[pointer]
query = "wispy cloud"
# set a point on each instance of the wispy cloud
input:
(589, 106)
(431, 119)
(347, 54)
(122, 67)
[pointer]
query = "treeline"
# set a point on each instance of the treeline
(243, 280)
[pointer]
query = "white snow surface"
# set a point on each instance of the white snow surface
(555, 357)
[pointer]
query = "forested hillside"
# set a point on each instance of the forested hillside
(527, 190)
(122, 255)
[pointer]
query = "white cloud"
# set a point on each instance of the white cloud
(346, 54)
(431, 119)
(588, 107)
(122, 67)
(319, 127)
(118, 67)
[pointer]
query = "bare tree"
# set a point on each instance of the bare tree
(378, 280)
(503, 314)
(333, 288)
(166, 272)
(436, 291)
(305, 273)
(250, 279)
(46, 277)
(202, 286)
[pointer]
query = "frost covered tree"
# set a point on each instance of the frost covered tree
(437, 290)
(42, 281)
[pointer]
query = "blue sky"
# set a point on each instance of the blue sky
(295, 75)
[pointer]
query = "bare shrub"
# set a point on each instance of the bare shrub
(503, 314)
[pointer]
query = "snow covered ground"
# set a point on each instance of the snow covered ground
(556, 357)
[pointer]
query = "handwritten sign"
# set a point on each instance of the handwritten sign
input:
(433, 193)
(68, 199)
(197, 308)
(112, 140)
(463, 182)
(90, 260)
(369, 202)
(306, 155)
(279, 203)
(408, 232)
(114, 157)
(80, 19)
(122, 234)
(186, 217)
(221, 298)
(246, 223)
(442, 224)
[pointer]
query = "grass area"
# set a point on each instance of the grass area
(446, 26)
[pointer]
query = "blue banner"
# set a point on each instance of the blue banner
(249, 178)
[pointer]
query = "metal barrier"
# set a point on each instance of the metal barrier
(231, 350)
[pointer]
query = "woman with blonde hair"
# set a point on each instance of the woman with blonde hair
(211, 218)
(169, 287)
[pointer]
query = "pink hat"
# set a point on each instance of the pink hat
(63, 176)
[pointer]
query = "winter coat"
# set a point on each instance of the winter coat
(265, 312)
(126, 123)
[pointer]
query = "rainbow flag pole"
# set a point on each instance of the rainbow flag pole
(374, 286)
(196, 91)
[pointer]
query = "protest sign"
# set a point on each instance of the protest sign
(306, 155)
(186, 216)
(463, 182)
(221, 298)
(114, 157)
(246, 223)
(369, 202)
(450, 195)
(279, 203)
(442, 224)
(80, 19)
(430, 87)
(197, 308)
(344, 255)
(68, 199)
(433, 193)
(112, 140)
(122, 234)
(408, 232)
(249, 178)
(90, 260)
* * *
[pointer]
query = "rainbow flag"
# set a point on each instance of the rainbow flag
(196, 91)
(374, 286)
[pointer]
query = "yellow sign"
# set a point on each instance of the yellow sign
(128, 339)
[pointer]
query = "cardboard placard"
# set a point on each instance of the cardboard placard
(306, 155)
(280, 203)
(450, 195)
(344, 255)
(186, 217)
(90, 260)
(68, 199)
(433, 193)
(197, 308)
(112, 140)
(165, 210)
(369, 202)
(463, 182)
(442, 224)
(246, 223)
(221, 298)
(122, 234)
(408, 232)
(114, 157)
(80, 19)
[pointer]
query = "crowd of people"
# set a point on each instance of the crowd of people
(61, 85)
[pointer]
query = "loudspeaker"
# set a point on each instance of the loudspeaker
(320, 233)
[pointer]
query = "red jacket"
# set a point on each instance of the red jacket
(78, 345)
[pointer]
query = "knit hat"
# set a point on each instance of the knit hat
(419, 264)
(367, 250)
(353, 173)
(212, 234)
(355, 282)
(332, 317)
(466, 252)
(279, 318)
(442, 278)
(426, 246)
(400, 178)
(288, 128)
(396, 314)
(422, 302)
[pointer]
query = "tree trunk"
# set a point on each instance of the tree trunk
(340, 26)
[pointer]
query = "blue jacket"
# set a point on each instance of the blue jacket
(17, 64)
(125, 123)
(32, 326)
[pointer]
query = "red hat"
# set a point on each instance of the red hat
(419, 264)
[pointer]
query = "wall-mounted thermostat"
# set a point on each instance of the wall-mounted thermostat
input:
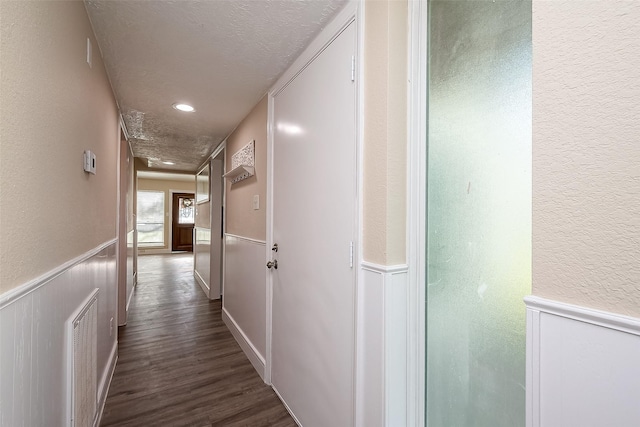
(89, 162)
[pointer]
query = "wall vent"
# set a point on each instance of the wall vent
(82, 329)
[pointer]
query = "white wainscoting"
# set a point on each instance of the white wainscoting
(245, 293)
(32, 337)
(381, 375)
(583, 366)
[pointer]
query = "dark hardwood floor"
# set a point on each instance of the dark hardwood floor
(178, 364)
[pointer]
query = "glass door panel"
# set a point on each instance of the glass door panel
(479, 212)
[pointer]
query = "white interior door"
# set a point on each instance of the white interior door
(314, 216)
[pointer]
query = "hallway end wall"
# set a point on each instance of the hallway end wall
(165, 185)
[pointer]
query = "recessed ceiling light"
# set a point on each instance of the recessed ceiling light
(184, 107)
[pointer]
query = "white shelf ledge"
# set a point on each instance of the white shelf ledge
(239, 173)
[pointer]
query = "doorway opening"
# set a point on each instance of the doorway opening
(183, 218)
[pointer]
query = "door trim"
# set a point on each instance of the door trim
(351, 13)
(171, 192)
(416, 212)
* * *
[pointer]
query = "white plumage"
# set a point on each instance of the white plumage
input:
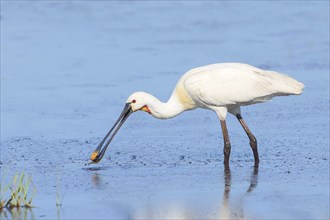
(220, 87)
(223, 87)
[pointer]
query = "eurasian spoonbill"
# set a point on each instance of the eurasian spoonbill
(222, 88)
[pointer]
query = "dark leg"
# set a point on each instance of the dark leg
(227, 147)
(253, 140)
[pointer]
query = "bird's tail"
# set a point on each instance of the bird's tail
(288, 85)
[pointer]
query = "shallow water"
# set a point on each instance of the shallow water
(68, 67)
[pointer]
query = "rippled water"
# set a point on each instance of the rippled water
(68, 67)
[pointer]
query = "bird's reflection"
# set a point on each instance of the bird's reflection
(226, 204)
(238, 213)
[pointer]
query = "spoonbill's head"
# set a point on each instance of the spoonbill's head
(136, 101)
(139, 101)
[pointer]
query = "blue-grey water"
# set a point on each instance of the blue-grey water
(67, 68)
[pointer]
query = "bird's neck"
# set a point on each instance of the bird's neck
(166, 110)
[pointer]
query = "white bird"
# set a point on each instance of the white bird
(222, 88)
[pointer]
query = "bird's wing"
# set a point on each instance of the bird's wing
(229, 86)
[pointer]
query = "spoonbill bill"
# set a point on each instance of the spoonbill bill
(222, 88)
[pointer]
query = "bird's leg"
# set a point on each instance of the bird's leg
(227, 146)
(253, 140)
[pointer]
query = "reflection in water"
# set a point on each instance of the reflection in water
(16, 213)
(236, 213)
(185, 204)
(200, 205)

Exercise requirements
Show every line of the records above that contains the word "banner".

Result of the task
query = "blue banner"
# set a point on each instance of the blue banner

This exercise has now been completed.